> [Exercise]:
Retyping the entries exactly is all that is required.
==*==
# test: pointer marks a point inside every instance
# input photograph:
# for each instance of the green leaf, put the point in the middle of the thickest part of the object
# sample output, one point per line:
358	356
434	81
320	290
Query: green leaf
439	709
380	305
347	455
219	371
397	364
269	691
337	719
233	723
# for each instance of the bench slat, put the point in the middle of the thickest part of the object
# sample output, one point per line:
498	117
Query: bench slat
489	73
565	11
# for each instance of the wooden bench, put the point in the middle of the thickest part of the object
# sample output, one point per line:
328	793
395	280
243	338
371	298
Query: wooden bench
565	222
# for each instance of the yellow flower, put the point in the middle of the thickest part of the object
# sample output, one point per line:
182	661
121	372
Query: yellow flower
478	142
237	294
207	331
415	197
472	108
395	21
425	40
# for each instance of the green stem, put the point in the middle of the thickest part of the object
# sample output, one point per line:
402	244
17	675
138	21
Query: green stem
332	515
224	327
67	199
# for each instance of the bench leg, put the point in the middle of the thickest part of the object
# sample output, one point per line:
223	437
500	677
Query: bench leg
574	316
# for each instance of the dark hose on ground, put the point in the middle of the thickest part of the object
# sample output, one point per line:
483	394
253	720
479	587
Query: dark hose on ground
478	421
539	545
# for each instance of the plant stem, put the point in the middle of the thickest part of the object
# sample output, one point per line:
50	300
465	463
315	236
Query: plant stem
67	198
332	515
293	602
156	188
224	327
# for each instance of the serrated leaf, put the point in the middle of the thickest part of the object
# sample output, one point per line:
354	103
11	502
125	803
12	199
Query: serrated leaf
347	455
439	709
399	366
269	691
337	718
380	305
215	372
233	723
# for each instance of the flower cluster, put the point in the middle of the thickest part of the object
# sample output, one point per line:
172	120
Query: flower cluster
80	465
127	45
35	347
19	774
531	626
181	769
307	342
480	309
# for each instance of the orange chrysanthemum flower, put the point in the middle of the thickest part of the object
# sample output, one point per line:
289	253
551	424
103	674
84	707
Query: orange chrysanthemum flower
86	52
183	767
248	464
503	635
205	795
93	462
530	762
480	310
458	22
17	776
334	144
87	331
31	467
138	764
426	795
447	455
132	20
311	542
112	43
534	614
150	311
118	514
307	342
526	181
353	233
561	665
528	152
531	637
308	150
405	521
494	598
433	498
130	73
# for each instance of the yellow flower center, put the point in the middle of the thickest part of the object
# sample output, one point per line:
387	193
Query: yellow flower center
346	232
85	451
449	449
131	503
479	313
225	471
==*==
> [Your solution]:
# test: pointer marks a point inside every instance
# input photograph:
# for each instance of the green leaf, put the point in the middle of the thickest part of the object
# sample output, one point per line:
358	356
434	81
320	290
Query: green leaf
439	709
380	305
347	455
219	371
397	364
269	691
337	719
233	723
# for each instance of the bench slat, put the point in the middle of the thickest part of the object
# sample output, one point per line:
498	117
Query: bench slat
489	73
565	11
# for each instance of the wooden bench, put the point in the middle of the thickest part of the object
# sample output, one point per line:
328	793
395	280
243	338
371	298
Query: wooden bench
565	222
# for each instance of the yellow flower, put the point in the middle of the thickest part of the object
# sample output, one point per line:
182	661
121	372
Query: yellow flower
478	142
237	294
207	331
415	197
472	108
395	21
425	40
# for each instance of the green stem, put the point in the middle of the thickest part of the object
# sample output, one point per line:
402	244
17	675
138	21
Query: green stem
332	515
224	327
67	199
# for each instance of the bench leg, put the point in the middle of the thickest part of the object
# sample output, one point per line:
223	437
500	677
Query: bench leg
574	316
# for each instance of the dark hose on ground, put the point in the middle of the thickest part of the object
# sample output, one point per line:
483	394
253	720
479	587
Query: dark hose on ground
478	421
539	545
# for each instance of the plant stem, put the point in the middle of the thickest part of the object
# sample output, one point per line:
50	300
465	463
315	236
Query: plant stem
67	198
332	515
293	602
156	188
224	327
# for each instance of the serrated leaf, put the point in the middle of the thickest part of the object
# sample output, one point per line:
354	103
11	502
125	803
12	199
Query: serrated leaf
347	455
439	709
399	366
269	691
337	718
380	305
215	372
233	723
# for each instance of the flower cluster, put the point in the middle of the thickest part of the object
# sample output, one point per line:
172	120
Query: flower cluster
80	465
127	45
35	347
19	774
531	626
181	769
307	342
480	309
# for each instance of the orange chrysanthemum flower, put the point in the middle of the thickest part of the object
# sample output, one point per line:
289	253
551	424
103	674
84	707
Query: orange chrysanthemum flower
86	52
183	767
248	464
503	635
205	795
93	462
530	762
480	310
458	22
17	776
334	144
87	331
31	467
138	764
426	795
447	455
132	20
311	542
112	43
534	614
150	311
118	514
307	342
526	181
353	233
561	665
528	152
531	637
308	150
405	521
494	598
433	498
130	73
# for each instance of the yellow flower center, put the point in the middle of the thickest part of the object
# sample output, one point per line:
387	193
Query: yellow flower center
346	232
85	451
449	449
131	503
479	313
225	471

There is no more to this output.